**WORK TO DO**
Render every one of the lines below as a Markdown table with two columns, "Row" for the row number and "Line" for the line itself, omitting any blank lines.

**SOURCE RECORDS**
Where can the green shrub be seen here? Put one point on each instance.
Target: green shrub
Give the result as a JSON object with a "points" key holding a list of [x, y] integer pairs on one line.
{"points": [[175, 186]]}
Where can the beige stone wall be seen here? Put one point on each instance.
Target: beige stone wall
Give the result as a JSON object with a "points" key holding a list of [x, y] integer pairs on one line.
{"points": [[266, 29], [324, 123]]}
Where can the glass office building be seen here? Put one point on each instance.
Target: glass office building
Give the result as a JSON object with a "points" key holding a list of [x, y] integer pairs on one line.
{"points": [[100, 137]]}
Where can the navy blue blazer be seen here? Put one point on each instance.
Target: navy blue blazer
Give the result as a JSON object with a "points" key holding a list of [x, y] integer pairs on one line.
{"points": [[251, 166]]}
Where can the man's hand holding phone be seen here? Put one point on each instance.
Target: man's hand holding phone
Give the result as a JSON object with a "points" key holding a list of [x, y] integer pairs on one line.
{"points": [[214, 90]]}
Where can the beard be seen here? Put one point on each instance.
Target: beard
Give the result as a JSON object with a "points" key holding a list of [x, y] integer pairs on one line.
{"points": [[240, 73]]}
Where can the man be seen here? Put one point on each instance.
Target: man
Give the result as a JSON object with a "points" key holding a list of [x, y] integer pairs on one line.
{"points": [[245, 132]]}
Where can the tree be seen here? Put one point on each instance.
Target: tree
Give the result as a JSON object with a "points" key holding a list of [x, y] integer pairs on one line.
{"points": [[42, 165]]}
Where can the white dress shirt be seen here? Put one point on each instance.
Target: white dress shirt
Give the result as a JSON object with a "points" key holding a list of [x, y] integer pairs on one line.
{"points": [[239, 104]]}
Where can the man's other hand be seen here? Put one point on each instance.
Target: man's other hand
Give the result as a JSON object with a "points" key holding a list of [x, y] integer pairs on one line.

**FULL RESPONSE**
| Row | Line |
|---|---|
| 1 | Where can the green shrub be seen here? Put one point on each instance. |
| 2 | Target: green shrub |
| 3 | Give the result as a JSON object with a "points" key holding a list of [x, y] integer pairs on one line. |
| 4 | {"points": [[175, 186]]} |
| 5 | Where can the beige stone wall be seen here? Put one point on each instance. |
| 6 | Target: beige stone wall |
| 7 | Give the result as a JSON object with a "points" key holding a list of [x, y] integer pairs on one line. |
| 8 | {"points": [[266, 29], [324, 123]]} |
| 9 | Where can the glass office building be seen here? Put one point on each instance. |
| 10 | Target: glass office building |
| 11 | Give the result as a JSON object with a "points" key holding a list of [x, y] integer pairs on one line. |
| 12 | {"points": [[100, 137]]} |
| 13 | Where can the navy blue blazer be seen here? Put one point on each instance. |
| 14 | Target: navy blue blazer |
| 15 | Give the result as a JSON object with a "points" key holding a list of [x, y] integer pairs on one line. |
| 16 | {"points": [[251, 166]]} |
| 17 | Where can the man's hand holding phone be seen here? Put one point on each instance. |
| 18 | Target: man's hand holding phone |
| 19 | Give the result as a JSON object with a "points" key holding a list of [x, y] integer pairs on one line. |
| 20 | {"points": [[214, 90]]} |
| 21 | Where can the beard be seen here? Put one point on each instance. |
| 22 | Target: beard |
| 23 | Give the result as a JSON object with a "points" key holding a list of [x, y] integer pairs on one line. |
| 24 | {"points": [[240, 73]]} |
| 25 | Where can the man be seen here? Put one point on each instance. |
| 26 | Target: man |
| 27 | Give the result as a JSON object with a "points" key holding a list of [x, y] integer pairs on one line. |
| 28 | {"points": [[245, 132]]} |
| 29 | Where can the tree be seen here? Put one point on each instance. |
| 30 | Target: tree |
| 31 | Give the result as a JSON object with a "points" key holding a list of [x, y] integer pairs on one line. |
| 32 | {"points": [[42, 165]]} |
| 33 | Where can the white dress shirt be seen here? Put one point on each instance. |
| 34 | Target: white dress shirt |
| 35 | Give the result as a JSON object with a "points" key holding a list of [x, y] integer pairs on one line. |
| 36 | {"points": [[239, 104]]} |
| 37 | Where can the man's other hand be seen here? Put one point on each instance. |
| 38 | Target: man's other hand |
| 39 | Give the result as a JSON object with a "points" key holding a list of [x, y] integer pairs on one line. |